Фрагмент текста
* * * * * * * * *
Рассказ мой был очень плох. Между прочим, в качестве эпизодического лица в нем, совершенно неоправданно, появлялась героиня моей повести «Без дороги», ищущая дорогу Наташа. В новом рассказе она оказывалась нашедшею дорогу, была марксисткой и являлась в рассказе исключительно для того, чтобы заявить себя марксисткою и отбарабанить свое новое «credo». Ее устами я решительно порывал с прежними своими взглядами и безоговорочно становился на сторону нового течения.
Рассказ был плох. Но для меня последствия были не от плохих художественных качеств рассказа, а от этого выступления Наташи. Прежде ласковые и внимательные глаза членов редакции «Русского богатства» стали теперь холодными и какими-то невидящими... <...> ...Однажды [на четверговом собрании сотрудников журнала] отношение ко мне выразилось до того ясно, ко мне так определенно оборачивались спиною, что я встал и ушел, ни с кем не прощаясь, и с тех пор перестал ходить к ним.
* * * * * * * * *
Исходные данные
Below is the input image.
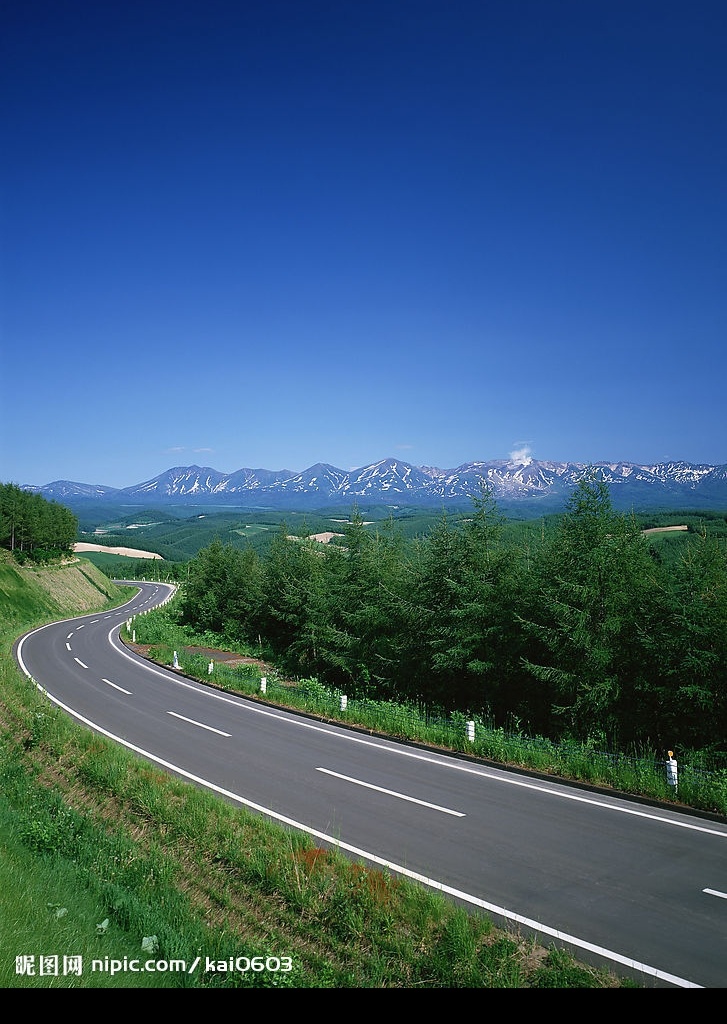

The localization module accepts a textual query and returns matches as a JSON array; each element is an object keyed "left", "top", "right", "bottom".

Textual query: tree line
* * * * * * * * *
Цель
Выпишите без изменений из фрагмента текста выше отрывок, который открывается словами «Рассказ мой был» и завершается словами «сторону нового течения.».

Правильный результат
Рассказ мой был очень плох. Между прочим, в качестве эпизодического лица в нем, совершенно неоправданно, появлялась героиня моей повести «Без дороги», ищущая дорогу Наташа. В новом рассказе она оказывалась нашедшею дорогу, была марксисткой и являлась в рассказе исключительно для того, чтобы заявить себя марксисткою и отбарабанить свое новое «credo». Ее устами я решительно порывал с прежними своими взглядами и безоговорочно становился на сторону нового течения.